Exercise aim:
How many of the lines in the material underneath include the string "below"? State the number only.

Study material:
>>>>

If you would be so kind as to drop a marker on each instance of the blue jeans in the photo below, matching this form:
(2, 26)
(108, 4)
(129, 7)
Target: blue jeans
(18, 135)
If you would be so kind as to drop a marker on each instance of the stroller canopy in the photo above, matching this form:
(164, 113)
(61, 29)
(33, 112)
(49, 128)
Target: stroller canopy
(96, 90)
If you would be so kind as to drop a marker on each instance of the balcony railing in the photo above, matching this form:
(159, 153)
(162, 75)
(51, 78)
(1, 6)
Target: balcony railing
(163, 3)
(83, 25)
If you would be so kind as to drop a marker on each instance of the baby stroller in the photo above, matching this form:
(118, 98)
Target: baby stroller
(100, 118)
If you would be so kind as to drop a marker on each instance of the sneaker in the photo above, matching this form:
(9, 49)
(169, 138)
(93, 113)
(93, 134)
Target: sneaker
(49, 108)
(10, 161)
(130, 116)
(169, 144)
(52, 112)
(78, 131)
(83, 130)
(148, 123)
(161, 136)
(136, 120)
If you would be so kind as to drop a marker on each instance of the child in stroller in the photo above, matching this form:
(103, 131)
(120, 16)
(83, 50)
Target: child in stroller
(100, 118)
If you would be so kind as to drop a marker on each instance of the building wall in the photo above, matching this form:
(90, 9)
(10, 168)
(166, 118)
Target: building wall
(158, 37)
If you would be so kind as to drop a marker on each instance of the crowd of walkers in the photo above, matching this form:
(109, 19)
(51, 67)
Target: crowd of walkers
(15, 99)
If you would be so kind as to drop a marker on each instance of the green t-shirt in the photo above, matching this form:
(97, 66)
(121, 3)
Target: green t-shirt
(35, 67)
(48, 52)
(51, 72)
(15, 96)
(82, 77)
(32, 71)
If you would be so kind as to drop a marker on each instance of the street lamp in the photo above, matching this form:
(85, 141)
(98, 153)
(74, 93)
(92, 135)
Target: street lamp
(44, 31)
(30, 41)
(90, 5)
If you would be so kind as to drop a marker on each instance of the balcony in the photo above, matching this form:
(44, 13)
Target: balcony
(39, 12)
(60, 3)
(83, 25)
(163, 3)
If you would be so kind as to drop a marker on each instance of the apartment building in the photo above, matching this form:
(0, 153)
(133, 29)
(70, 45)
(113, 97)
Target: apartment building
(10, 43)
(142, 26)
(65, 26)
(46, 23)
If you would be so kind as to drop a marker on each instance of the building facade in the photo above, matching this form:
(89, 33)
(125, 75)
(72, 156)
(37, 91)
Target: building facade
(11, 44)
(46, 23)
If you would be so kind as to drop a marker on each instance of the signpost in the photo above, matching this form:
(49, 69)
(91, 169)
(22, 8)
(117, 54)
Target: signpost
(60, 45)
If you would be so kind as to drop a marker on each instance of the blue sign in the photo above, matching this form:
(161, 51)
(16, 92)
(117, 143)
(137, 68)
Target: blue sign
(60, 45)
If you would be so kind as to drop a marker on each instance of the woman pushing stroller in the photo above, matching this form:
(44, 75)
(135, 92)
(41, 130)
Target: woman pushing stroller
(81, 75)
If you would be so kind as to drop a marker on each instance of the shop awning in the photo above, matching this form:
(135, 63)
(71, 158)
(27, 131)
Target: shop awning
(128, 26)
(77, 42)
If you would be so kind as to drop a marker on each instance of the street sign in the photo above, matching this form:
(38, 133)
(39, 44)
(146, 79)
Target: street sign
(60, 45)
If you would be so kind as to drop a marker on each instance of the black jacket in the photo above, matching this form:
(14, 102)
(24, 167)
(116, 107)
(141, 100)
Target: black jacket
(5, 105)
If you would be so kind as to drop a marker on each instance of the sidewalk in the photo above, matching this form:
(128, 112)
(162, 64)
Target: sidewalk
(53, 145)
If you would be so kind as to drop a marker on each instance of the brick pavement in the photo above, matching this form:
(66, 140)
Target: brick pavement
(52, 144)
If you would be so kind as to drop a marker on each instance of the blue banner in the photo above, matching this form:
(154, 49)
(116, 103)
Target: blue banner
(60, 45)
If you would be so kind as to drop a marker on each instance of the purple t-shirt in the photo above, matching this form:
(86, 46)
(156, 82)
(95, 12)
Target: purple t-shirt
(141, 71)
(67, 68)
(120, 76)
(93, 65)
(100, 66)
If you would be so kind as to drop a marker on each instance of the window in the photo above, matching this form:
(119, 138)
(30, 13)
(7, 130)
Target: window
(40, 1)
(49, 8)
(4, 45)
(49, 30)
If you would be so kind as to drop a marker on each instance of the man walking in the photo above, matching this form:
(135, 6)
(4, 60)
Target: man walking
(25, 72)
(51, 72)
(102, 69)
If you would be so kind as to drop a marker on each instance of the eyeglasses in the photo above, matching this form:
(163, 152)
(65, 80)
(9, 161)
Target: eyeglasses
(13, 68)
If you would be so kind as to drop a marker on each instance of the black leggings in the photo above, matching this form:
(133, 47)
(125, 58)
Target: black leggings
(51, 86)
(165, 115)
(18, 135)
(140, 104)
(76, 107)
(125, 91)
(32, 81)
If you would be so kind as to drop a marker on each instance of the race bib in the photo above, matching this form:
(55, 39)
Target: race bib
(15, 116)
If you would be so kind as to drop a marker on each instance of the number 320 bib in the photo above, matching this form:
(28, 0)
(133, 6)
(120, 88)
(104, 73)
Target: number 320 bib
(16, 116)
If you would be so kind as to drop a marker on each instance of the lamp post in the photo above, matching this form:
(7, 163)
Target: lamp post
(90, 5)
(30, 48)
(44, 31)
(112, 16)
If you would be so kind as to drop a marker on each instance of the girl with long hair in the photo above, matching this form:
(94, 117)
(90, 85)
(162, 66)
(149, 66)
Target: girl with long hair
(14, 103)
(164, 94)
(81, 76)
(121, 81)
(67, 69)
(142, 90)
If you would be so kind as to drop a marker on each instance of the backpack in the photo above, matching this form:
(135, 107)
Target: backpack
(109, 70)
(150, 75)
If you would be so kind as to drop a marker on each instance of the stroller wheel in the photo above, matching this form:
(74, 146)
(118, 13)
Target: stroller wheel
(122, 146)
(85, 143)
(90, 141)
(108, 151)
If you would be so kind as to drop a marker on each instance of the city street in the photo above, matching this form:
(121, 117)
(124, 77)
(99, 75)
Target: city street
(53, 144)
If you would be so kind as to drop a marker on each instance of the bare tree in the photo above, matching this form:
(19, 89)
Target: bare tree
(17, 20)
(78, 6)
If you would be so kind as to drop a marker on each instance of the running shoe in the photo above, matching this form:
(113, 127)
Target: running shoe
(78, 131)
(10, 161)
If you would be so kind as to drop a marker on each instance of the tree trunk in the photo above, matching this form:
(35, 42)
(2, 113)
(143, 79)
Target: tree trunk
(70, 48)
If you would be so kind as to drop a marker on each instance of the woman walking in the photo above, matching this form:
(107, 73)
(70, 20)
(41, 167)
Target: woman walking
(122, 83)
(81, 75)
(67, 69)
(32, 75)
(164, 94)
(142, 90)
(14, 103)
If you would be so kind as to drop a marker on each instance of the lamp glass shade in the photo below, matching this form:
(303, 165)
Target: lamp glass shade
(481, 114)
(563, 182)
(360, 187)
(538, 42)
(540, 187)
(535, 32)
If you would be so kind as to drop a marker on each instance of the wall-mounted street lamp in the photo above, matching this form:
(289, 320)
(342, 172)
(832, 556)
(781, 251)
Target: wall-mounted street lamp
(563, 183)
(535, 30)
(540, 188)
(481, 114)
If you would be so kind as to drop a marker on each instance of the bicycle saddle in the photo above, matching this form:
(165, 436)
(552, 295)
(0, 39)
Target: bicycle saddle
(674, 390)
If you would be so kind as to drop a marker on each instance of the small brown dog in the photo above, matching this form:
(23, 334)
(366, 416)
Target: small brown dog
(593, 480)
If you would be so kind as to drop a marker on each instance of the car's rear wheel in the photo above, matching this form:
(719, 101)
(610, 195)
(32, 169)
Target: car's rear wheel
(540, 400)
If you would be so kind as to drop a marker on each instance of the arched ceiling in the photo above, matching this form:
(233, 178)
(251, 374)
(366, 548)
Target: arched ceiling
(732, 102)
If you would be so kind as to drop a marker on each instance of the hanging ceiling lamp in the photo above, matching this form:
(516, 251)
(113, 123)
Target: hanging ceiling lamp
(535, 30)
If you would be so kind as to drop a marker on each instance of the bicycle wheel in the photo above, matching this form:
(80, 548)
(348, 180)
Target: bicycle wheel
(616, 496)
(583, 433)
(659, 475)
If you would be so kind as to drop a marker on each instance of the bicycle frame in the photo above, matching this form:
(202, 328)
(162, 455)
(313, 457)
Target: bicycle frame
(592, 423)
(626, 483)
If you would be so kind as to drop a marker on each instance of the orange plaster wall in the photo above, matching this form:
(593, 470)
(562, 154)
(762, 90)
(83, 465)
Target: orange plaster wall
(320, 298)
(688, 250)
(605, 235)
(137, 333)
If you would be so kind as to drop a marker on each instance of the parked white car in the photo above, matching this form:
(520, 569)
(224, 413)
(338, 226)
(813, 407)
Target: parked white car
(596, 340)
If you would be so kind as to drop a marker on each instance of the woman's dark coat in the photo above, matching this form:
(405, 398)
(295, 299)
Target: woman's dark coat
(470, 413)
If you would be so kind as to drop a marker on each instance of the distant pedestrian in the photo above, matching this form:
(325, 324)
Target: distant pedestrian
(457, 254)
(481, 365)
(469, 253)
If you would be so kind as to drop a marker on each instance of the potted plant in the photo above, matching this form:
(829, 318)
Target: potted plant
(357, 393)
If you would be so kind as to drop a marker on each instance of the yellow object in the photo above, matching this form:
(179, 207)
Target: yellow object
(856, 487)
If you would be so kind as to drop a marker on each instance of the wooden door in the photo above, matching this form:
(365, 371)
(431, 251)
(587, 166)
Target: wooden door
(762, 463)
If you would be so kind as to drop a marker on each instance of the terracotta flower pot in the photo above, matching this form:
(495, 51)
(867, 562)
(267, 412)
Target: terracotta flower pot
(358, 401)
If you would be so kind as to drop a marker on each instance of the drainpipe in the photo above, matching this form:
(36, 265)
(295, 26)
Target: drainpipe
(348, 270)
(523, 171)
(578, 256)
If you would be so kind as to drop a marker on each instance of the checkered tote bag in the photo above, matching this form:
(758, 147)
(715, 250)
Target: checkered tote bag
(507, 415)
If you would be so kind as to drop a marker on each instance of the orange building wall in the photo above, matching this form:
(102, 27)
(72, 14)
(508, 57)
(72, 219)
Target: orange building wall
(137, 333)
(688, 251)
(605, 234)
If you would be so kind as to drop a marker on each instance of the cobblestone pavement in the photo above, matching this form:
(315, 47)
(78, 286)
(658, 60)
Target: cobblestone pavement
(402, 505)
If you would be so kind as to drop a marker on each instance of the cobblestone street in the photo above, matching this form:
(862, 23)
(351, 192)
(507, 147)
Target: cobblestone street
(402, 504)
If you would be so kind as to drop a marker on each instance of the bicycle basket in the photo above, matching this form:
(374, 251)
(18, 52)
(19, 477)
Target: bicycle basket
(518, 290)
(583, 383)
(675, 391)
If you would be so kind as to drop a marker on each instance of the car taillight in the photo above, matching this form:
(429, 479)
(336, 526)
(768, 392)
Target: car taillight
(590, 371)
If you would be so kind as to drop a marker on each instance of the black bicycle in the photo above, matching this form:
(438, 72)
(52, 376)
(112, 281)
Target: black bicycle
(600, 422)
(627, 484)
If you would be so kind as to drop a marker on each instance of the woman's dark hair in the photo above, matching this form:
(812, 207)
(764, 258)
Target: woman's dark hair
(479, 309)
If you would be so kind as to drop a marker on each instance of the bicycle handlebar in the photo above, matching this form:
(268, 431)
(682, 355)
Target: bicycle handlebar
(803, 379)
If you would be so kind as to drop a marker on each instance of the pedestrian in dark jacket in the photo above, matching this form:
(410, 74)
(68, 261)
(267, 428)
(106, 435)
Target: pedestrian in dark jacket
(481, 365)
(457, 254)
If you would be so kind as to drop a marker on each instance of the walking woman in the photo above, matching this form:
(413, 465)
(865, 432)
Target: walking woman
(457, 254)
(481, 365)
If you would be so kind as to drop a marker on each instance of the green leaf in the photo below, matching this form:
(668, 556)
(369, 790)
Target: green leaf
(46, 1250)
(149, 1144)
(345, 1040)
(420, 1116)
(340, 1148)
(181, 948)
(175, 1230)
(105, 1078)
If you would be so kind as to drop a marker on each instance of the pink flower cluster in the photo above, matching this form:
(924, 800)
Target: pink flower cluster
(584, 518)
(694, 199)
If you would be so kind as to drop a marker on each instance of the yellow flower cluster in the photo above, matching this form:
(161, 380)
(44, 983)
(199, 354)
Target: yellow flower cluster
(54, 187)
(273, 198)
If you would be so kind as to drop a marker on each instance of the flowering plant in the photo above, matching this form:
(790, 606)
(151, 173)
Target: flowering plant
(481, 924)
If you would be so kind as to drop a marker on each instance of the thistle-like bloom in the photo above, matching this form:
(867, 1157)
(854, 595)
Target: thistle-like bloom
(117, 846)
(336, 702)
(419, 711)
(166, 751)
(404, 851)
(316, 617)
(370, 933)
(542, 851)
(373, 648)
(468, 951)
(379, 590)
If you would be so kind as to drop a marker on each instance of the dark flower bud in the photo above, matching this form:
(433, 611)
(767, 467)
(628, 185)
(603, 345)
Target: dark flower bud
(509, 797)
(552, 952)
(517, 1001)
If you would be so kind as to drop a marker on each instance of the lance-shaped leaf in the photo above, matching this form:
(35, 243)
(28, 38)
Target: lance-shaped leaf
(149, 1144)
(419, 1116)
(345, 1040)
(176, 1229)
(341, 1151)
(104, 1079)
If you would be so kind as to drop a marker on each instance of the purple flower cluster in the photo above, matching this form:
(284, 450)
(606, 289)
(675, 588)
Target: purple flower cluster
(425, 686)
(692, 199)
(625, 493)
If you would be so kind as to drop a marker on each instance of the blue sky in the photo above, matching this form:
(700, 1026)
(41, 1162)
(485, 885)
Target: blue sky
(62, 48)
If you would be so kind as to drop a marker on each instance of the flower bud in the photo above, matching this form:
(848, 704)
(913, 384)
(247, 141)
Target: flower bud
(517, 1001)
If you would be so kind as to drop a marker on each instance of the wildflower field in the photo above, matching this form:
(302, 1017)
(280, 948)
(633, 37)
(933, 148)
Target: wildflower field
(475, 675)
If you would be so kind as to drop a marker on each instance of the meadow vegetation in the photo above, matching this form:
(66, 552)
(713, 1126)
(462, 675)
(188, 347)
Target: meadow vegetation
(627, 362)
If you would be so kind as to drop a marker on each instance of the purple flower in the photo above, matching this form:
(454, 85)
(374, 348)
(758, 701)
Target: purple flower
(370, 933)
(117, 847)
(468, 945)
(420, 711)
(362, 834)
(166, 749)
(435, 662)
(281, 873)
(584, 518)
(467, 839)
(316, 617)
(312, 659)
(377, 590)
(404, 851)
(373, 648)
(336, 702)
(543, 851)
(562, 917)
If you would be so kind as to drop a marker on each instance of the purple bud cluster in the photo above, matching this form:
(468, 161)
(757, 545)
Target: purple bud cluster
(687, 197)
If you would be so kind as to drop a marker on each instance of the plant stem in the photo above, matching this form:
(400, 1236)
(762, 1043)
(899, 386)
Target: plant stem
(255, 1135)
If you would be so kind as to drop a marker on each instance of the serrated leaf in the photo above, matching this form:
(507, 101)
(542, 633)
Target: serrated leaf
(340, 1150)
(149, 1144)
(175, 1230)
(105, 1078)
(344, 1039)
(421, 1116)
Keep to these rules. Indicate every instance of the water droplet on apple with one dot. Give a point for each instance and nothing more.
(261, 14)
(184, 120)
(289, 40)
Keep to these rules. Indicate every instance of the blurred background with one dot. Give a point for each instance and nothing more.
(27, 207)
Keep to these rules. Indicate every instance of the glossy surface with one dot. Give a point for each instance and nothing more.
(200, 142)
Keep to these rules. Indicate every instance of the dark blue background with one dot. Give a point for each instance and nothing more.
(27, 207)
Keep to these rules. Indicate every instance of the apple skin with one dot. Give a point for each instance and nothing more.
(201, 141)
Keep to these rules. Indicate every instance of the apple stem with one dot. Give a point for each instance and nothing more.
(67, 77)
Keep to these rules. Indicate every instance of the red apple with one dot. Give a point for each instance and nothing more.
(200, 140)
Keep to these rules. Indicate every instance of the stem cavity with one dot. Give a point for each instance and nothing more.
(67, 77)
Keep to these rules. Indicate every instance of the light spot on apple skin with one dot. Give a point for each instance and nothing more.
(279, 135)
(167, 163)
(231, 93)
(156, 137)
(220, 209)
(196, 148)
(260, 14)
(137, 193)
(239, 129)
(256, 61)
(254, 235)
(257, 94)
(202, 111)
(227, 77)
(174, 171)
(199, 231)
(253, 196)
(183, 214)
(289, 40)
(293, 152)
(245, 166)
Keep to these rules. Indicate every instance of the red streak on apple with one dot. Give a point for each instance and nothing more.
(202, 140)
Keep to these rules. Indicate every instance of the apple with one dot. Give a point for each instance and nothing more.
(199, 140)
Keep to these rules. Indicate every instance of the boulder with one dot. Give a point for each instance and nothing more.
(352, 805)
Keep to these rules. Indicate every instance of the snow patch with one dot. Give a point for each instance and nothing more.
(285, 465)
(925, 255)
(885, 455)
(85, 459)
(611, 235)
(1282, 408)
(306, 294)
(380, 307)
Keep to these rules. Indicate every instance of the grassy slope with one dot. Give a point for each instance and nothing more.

<<<<

Answer area:
3